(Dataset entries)

=== Section Start ===

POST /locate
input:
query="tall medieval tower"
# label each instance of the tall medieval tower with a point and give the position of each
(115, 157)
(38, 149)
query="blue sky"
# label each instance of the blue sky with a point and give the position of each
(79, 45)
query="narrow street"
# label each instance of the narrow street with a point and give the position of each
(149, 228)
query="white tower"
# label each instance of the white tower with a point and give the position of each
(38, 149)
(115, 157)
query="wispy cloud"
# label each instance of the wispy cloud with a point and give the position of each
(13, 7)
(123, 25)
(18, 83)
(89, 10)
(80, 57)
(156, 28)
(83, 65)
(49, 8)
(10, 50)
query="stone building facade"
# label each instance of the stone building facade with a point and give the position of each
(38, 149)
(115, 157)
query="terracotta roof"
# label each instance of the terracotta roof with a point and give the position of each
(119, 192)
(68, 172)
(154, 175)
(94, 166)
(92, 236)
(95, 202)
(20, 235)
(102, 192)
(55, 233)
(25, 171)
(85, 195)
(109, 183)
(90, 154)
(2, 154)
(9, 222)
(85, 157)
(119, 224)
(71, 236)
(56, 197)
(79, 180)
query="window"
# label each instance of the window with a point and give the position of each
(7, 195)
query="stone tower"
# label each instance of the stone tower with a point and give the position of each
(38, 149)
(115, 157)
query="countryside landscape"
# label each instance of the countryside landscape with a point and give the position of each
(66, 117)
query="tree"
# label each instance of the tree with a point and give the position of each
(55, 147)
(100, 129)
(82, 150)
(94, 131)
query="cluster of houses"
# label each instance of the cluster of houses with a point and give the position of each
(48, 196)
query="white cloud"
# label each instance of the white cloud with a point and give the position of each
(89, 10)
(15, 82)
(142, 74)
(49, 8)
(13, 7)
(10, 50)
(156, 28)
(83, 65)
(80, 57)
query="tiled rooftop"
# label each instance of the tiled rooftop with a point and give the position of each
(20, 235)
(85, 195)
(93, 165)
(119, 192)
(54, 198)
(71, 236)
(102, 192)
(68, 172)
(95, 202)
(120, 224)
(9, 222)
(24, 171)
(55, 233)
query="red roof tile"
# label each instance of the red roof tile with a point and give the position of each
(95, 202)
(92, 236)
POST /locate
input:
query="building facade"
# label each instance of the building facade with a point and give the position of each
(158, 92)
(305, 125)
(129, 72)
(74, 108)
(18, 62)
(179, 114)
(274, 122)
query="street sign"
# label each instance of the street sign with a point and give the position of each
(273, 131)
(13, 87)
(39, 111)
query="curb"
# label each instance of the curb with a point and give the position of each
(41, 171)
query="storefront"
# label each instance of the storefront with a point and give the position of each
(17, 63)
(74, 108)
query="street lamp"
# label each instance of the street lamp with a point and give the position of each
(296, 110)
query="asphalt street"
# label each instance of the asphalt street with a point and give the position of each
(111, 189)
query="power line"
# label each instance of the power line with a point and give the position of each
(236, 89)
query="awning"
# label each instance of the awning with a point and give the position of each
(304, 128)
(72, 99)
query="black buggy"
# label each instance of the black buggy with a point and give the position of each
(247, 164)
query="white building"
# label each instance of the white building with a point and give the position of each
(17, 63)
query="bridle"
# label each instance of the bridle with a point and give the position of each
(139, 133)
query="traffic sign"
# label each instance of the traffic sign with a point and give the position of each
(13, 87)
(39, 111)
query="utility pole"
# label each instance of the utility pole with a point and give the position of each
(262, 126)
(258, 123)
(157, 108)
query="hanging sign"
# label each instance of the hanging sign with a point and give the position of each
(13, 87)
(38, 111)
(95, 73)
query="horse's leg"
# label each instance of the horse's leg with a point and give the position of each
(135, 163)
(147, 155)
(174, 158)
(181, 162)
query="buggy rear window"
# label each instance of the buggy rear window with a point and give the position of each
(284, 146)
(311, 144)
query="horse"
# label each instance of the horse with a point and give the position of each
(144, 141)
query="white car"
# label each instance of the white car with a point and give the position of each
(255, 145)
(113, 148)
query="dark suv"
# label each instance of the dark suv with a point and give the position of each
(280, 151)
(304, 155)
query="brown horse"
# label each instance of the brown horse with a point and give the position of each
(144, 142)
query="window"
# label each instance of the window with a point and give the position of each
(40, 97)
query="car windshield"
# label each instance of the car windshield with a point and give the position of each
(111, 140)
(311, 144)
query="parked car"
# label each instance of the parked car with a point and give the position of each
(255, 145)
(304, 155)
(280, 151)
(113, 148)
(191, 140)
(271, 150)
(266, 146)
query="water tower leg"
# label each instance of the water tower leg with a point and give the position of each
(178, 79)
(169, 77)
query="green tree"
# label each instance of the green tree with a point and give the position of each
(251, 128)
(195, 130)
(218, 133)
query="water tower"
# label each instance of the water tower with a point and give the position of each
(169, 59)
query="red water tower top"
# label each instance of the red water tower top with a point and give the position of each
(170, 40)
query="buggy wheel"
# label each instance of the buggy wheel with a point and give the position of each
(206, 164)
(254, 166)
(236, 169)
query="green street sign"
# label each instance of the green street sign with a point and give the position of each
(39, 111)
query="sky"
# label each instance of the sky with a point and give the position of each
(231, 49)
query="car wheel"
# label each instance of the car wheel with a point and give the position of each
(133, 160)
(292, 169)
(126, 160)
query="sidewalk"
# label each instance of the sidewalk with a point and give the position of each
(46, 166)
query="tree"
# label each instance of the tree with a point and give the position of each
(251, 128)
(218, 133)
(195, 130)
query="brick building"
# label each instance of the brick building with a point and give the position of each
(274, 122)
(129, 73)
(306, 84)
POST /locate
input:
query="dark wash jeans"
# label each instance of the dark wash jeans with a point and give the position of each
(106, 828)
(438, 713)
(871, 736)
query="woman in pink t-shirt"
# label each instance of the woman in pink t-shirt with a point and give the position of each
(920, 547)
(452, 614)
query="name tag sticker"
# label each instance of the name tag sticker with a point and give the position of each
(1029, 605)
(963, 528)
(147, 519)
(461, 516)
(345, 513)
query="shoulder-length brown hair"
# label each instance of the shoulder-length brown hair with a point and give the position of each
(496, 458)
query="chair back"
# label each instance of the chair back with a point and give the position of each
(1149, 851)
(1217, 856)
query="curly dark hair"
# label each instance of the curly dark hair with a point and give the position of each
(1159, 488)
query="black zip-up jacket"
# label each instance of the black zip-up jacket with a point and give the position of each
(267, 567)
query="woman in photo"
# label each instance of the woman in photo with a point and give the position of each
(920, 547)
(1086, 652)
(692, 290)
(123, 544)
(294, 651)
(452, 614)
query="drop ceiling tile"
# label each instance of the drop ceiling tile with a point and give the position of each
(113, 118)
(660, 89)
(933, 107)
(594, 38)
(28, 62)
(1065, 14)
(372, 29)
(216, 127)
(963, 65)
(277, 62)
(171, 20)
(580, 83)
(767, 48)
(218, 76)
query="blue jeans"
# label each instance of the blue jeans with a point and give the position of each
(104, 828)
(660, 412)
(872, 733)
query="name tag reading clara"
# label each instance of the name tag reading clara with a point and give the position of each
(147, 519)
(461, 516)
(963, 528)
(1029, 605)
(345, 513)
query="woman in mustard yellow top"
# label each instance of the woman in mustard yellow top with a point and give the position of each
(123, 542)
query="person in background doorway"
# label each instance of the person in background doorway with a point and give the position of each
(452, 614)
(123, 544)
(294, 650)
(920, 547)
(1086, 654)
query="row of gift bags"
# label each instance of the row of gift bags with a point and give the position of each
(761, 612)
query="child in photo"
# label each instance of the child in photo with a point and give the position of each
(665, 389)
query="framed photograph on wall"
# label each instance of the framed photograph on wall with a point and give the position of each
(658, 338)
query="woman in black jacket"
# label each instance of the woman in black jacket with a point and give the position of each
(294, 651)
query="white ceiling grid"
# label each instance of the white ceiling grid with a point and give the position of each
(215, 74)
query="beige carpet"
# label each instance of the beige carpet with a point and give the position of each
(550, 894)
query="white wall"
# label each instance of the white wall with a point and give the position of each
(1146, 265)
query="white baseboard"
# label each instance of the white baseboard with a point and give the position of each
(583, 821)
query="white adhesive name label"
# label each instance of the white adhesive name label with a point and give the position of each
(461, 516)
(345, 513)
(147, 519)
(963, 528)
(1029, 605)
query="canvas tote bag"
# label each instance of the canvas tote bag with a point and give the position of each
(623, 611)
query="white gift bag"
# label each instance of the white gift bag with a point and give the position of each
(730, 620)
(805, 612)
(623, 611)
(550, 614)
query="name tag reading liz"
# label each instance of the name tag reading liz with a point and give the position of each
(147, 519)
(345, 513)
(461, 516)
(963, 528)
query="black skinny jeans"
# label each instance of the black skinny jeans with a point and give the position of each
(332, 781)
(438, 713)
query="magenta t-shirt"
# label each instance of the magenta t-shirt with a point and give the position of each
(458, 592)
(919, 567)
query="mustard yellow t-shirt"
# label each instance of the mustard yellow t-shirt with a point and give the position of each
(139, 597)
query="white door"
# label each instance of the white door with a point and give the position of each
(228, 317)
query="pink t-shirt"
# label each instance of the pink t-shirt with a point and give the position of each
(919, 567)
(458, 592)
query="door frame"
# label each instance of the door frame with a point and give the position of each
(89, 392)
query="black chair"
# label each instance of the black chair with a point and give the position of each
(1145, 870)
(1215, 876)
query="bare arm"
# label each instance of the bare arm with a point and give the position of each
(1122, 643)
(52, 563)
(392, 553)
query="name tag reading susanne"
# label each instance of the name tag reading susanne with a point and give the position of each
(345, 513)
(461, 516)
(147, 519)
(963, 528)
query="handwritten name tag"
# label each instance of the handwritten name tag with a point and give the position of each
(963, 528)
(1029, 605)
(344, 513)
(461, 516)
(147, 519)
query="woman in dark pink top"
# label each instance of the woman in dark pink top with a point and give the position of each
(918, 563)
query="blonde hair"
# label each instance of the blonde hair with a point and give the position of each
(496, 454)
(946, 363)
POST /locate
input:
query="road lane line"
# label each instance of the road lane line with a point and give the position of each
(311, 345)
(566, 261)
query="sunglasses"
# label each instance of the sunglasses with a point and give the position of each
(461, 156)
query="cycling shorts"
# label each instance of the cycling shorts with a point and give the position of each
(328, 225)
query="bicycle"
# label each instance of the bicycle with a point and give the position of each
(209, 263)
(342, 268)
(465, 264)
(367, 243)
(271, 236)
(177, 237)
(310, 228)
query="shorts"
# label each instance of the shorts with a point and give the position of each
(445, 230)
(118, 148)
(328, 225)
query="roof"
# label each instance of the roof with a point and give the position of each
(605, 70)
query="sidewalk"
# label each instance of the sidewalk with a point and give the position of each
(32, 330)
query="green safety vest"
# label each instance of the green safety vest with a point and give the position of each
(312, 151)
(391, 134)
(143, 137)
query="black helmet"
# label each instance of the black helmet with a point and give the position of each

=== Section End ===

EXERCISE INSTRUCTIONS: Retrieve each line of the data in which the word "helmet" can be found.

YOUR SOLUTION:
query="black helmet"
# label each instance of the black helmet with a point and give the position of each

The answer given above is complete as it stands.